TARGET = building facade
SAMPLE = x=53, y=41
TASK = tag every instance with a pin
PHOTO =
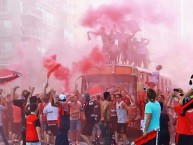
x=26, y=21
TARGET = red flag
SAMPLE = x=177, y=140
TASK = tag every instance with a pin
x=143, y=139
x=95, y=89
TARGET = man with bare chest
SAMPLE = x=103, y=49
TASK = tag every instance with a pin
x=105, y=119
x=75, y=124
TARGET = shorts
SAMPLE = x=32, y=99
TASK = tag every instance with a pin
x=122, y=128
x=75, y=125
x=43, y=125
x=51, y=129
x=87, y=129
x=182, y=139
x=113, y=123
x=96, y=128
x=17, y=128
x=33, y=143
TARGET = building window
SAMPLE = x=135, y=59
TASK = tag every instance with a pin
x=3, y=5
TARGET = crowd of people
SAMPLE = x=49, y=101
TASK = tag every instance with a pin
x=123, y=47
x=62, y=119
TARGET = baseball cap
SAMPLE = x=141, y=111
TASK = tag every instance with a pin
x=62, y=97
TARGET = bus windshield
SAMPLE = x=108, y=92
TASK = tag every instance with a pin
x=110, y=81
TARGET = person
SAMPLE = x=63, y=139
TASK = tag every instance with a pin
x=97, y=112
x=8, y=114
x=88, y=109
x=51, y=113
x=126, y=97
x=152, y=116
x=123, y=40
x=121, y=109
x=75, y=124
x=154, y=78
x=104, y=123
x=61, y=101
x=33, y=136
x=164, y=136
x=2, y=107
x=142, y=53
x=21, y=102
x=161, y=99
x=105, y=40
x=114, y=116
x=184, y=127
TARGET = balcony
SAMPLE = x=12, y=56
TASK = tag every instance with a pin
x=28, y=33
x=6, y=32
x=30, y=12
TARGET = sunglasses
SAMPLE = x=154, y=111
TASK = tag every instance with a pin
x=190, y=82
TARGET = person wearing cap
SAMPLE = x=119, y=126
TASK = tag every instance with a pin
x=152, y=116
x=33, y=135
x=21, y=102
x=75, y=124
x=3, y=107
x=104, y=123
x=184, y=128
x=88, y=108
x=51, y=113
x=63, y=120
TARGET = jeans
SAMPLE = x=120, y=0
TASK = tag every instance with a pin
x=3, y=135
x=62, y=137
x=33, y=143
x=105, y=133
---
--- TASK TO CARRY OUT ---
Take from the listing above each line in which the string "person" is found.

--- ANSWER TO THIS TASK ---
TARGET = person
TARGET = person wearing cap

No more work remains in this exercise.